Installation of tapered bore bearing

Small tapered bore bearings are installed by inserting a bearing a predetermined amount with locknuts and by using a tapered bore or an adapter sleeve/withdrawal sleeve. Locknuts are tightened by a hook spanner wrench (Fig. 15.20).

Fig 15.20.png

Large size bearings require considerable fitting force and must be installed hydraulically. In Fig. 15.21 the fitting surface friction and nut tightening torque needed to install bearings with tapered bores directly onto tapered shafts are decreased by injecting high pressure oil between the fitting surfaces.

Fig 15.21 EN.png

Fig. 15.22 (a) shows a method of installation where a hydraulic nut is used to drive the bearing onto a tapered shaft. Fig. 15.19 (b) and (c) show installation methods using a hydraulic nut with adapter sleeves and withdrawal sleeves.

Fig 15.22 EN.png

Fig. 15.23 shows an installation method using a hydraulic withdrawal sleeve.

Fig 15.23.JPG


With tapered bore bearings, as the inner ring is driven axially onto the shaft, adapter or withdrawal sleeve, the interference increases so that the bearing radial internal clearance will decrease. Interference can be estimated by measuring the decrease in radial internal clearance. As shown in Fig. 15.24, the radial internal clearance between the rollers and outer ring of spherical roller bearings should be measured with a thickness gauge under no load while the rollers are held in the correct position. Measure the radial internal clearance on both rows, and check that the values are equivalent. Instead of using the decrease in amount of radial internal clearance to estimate the interference, it is possible to estimate the mounted radial internal clearance by measuring the distance the bearing has been driven onto the shaft.

Fig 15.24 EN.png

For spherical roller bearings, Table 15.1 (applied to ULTAGE series) and Table 15.2 (applied to other bearings besides ULTAGE series) indicates the predetermined interference which will be achieved as a result of the radial internal clearance decrease, or the distance the bearing has been driven onto the shaft.
For conditions such as heavy loads, high speeds, or when there is a large temperature differential between inner and outer rings, etc. which require large interference fits, bearings with a minimum radial internal clearance of C3 or greater should be used. Table 15.1 and Table 15.2 list the maximum values for radial internal clearance decrease and axial displacement. The remaining clearance in mounted bearings with tapered bores must be greater than the minimum allowable residual clearance listed in Table 15.1 or Table 15.2.
For self-aligning ball bearings, a predetermined interference can be obtained by tightening the nut until the radial internal clearance becomes about half the size before the fitting. After installation, check that the bearing lightly and smoothly rotates.

### YOUR TASKS
[1] From the bearing installation text, list the conditions it names as requiring large interference fits.
[2] Copy the dataset entries below line for line, omitting the picture.

(Dataset entries)
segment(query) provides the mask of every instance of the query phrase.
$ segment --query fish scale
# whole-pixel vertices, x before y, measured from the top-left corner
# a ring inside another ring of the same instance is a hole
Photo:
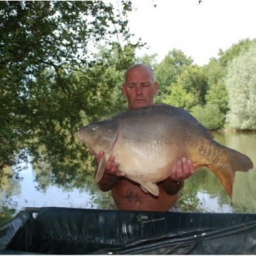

### SOLUTIONS
[1]
- Heavy loads
- High speeds
- A large temperature differential between inner and outer rings

[2]
segment(query) provides the mask of every instance of the query phrase.
$ segment --query fish scale
# whole-pixel vertices, x before y, measured from the top-left corner
# a ring inside another ring of the same instance is a hole
Photo:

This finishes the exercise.